What to produce
Reproduce word for word the part of the items below that opens with the line containing "player's arm, the" and closes with the line containing "[(179, 78), (212, 75)]", including both of those lines.

(Dataset records)
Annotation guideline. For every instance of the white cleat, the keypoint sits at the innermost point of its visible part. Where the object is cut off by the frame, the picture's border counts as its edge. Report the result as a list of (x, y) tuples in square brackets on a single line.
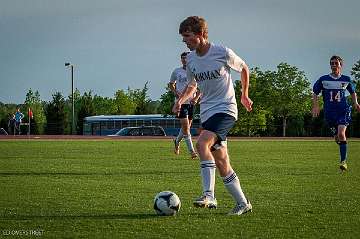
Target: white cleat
[(241, 209)]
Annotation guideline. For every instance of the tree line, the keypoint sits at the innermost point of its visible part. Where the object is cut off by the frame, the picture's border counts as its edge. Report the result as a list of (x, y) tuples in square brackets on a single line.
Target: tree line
[(282, 106)]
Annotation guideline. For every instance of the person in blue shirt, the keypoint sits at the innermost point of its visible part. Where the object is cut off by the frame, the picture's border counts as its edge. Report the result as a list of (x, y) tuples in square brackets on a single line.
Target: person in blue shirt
[(337, 110), (18, 118)]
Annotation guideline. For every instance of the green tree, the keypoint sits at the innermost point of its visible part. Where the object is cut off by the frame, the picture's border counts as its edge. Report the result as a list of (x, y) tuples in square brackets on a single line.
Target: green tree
[(34, 102), (123, 103), (250, 123), (56, 115), (286, 93), (141, 100), (86, 109), (104, 105)]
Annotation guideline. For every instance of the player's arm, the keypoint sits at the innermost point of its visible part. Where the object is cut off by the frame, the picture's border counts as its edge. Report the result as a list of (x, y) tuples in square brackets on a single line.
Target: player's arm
[(196, 97), (355, 101), (190, 90), (315, 105), (315, 111), (239, 65), (245, 78)]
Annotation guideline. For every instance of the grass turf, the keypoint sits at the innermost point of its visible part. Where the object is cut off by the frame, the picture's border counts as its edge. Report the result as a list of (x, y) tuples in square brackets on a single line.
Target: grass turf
[(105, 189)]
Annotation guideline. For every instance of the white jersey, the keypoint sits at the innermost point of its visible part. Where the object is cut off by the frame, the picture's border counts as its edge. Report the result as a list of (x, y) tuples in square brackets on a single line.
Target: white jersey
[(179, 78), (212, 75)]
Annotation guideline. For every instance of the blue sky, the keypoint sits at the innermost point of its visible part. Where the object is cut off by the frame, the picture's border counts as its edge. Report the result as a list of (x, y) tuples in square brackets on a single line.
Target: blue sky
[(119, 44)]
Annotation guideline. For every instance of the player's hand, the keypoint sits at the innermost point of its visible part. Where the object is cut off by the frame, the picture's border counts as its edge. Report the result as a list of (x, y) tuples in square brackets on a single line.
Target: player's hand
[(315, 111), (176, 108), (357, 107), (247, 103)]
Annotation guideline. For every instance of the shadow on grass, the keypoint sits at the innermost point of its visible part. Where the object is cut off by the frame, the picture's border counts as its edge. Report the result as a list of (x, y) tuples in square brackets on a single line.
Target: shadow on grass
[(120, 173), (81, 217), (135, 216)]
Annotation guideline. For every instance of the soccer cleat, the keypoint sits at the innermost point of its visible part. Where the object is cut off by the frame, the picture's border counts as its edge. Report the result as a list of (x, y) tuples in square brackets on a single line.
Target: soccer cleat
[(205, 201), (343, 165), (193, 155), (176, 147), (241, 209)]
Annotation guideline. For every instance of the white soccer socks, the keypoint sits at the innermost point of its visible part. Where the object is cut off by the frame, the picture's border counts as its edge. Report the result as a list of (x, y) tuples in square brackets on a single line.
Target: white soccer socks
[(208, 168)]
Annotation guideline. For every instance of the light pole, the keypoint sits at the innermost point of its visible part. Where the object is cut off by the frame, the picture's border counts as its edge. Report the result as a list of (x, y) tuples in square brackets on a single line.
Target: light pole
[(72, 95)]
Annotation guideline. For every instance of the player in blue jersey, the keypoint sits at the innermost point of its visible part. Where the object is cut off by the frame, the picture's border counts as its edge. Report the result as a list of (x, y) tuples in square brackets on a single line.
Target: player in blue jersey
[(208, 69), (177, 84), (337, 110), (18, 118)]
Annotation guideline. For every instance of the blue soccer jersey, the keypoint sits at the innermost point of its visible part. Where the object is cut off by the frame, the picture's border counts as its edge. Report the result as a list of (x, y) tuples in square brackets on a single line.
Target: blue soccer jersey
[(336, 107)]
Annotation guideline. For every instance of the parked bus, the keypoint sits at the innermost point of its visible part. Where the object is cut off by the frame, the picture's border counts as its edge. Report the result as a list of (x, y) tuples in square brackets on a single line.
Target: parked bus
[(110, 124)]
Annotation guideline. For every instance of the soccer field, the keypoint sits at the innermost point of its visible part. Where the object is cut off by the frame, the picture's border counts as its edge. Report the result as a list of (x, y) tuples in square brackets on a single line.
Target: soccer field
[(105, 189)]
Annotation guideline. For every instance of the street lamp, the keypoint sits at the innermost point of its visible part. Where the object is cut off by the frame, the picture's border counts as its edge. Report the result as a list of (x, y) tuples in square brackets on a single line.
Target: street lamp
[(72, 95)]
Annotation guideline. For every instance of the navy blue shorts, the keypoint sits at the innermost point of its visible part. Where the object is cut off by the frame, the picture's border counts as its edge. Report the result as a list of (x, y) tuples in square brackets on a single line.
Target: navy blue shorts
[(338, 117), (186, 111), (220, 124)]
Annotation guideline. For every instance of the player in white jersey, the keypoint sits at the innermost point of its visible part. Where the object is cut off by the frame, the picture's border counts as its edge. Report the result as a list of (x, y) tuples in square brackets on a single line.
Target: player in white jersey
[(178, 83), (208, 68)]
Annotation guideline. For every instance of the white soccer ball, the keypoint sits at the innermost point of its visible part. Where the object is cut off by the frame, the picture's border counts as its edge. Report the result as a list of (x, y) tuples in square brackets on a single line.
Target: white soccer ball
[(167, 203)]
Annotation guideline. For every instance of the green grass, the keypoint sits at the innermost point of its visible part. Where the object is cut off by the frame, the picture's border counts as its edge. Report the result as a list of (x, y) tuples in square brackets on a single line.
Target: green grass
[(105, 189)]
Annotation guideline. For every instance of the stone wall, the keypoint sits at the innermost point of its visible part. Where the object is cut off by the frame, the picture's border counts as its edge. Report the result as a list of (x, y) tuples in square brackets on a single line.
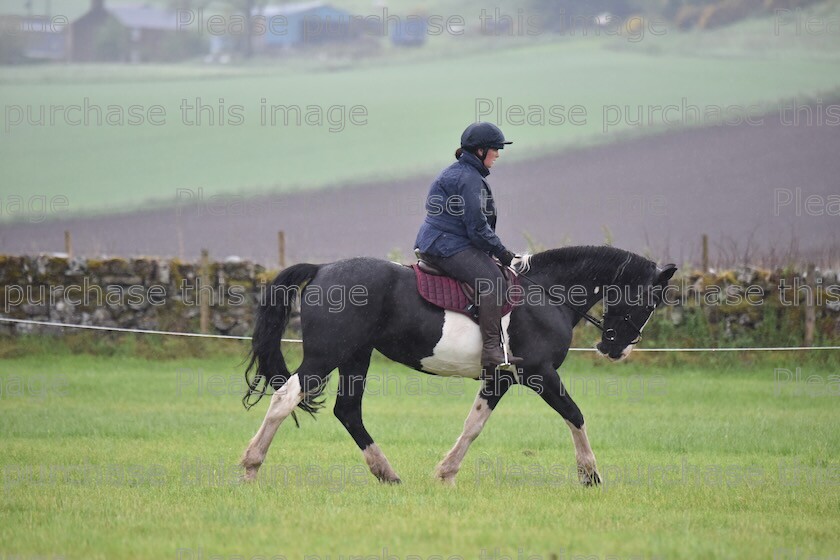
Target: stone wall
[(161, 294), (141, 293)]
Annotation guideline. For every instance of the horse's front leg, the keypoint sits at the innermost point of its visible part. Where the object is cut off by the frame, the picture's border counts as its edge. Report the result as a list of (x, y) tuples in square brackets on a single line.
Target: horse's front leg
[(548, 385), (491, 392)]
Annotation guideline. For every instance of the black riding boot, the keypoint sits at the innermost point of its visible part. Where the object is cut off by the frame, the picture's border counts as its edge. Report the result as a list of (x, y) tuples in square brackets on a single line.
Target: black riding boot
[(489, 321)]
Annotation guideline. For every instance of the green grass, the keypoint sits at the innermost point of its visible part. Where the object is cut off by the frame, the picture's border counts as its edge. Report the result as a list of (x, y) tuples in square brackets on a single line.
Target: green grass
[(416, 103), (717, 428)]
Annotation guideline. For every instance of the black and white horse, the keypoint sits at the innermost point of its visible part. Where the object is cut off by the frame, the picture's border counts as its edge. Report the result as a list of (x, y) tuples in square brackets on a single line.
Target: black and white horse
[(375, 306)]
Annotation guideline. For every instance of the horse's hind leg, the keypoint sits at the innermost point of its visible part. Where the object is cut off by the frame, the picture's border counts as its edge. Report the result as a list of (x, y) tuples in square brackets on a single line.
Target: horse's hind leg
[(549, 386), (348, 410), (283, 402), (492, 390)]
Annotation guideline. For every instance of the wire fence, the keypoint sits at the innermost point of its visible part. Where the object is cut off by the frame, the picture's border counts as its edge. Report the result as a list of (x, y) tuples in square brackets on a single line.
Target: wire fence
[(298, 341)]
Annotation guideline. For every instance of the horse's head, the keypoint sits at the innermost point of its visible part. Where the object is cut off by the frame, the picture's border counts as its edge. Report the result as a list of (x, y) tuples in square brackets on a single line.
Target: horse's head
[(626, 313)]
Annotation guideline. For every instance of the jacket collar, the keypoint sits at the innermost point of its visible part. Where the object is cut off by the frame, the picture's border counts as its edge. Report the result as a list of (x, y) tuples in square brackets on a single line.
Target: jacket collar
[(471, 159)]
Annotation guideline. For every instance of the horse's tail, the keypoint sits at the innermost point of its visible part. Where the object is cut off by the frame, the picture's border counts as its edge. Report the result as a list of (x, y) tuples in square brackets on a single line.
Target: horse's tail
[(272, 318)]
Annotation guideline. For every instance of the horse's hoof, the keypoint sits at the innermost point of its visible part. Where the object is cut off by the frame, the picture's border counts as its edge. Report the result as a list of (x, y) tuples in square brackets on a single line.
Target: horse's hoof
[(591, 480), (250, 475), (390, 480)]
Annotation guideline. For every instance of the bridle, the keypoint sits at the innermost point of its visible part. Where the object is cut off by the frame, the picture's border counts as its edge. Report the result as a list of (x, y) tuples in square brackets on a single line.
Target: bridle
[(609, 333)]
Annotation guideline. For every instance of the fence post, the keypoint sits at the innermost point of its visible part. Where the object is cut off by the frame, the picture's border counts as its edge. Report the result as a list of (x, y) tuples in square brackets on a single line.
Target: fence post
[(281, 249), (810, 306), (68, 244), (204, 285)]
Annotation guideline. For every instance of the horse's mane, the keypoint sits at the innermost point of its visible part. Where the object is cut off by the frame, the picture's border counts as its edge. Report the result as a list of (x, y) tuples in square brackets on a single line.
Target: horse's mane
[(598, 260)]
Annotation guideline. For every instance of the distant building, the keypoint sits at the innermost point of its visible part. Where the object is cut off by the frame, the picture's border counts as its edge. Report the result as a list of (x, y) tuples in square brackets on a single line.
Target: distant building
[(123, 33), (304, 23), (33, 38)]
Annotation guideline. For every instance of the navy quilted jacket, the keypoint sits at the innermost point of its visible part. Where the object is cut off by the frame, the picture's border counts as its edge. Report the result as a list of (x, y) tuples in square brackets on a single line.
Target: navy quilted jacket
[(460, 211)]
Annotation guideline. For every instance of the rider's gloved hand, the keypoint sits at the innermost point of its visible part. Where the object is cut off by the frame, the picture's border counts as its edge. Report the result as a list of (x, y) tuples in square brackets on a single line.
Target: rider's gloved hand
[(506, 258)]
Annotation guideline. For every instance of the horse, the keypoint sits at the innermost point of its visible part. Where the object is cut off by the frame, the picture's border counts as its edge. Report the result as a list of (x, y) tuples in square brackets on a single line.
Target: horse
[(379, 308)]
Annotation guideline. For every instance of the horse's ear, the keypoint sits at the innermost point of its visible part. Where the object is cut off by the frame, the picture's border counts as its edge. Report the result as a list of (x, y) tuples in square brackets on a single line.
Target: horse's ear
[(665, 274)]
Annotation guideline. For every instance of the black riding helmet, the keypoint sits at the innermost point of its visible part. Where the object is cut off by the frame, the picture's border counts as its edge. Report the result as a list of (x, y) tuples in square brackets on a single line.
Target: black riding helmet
[(483, 135)]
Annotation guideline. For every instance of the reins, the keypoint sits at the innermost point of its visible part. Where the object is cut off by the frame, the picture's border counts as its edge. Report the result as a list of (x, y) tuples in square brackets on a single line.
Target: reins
[(609, 334)]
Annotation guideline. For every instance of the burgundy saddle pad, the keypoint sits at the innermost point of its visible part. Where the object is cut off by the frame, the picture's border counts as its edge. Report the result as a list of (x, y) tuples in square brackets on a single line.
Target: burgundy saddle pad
[(448, 293)]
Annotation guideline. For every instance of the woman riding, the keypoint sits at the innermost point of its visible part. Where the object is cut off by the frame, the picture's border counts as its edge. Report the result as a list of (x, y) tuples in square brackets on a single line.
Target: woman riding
[(458, 235)]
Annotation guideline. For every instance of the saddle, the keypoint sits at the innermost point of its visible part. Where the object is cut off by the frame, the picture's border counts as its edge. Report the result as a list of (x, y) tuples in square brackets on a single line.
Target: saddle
[(445, 292)]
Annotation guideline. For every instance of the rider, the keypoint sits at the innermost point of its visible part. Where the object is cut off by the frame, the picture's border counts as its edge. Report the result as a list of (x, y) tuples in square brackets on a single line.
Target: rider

Result of the task
Annotation guideline. For every instance of the player's arm, the keypoint sits at the innermost point of its visible part. Where the object is cut off by the frame, the picture's border counts as its edge. Report the result as a list of (x, y) tuples in square brackets on a single line.
Target: player's arm
[(196, 97), (355, 101), (190, 90), (315, 105), (315, 111), (239, 65), (245, 78)]
Annotation guideline. For every instance of the grass turf, the keypoint sits at the innermost point of its visible part. Where the object is cut off by the frame, the picture's border counts as its edge. Report the result as a list of (x, y) tuples in square brackets on a single line.
Target: grass turf
[(105, 189)]
Annotation guideline. For every instance of the white jersey, the keypoint sits at the innermost point of its visible part. Where the object is cut off by the frame, the picture's border counts as its edge. Report the result as a list of (x, y) tuples in square brackets on a single line.
Target: white jersey
[(179, 78), (212, 75)]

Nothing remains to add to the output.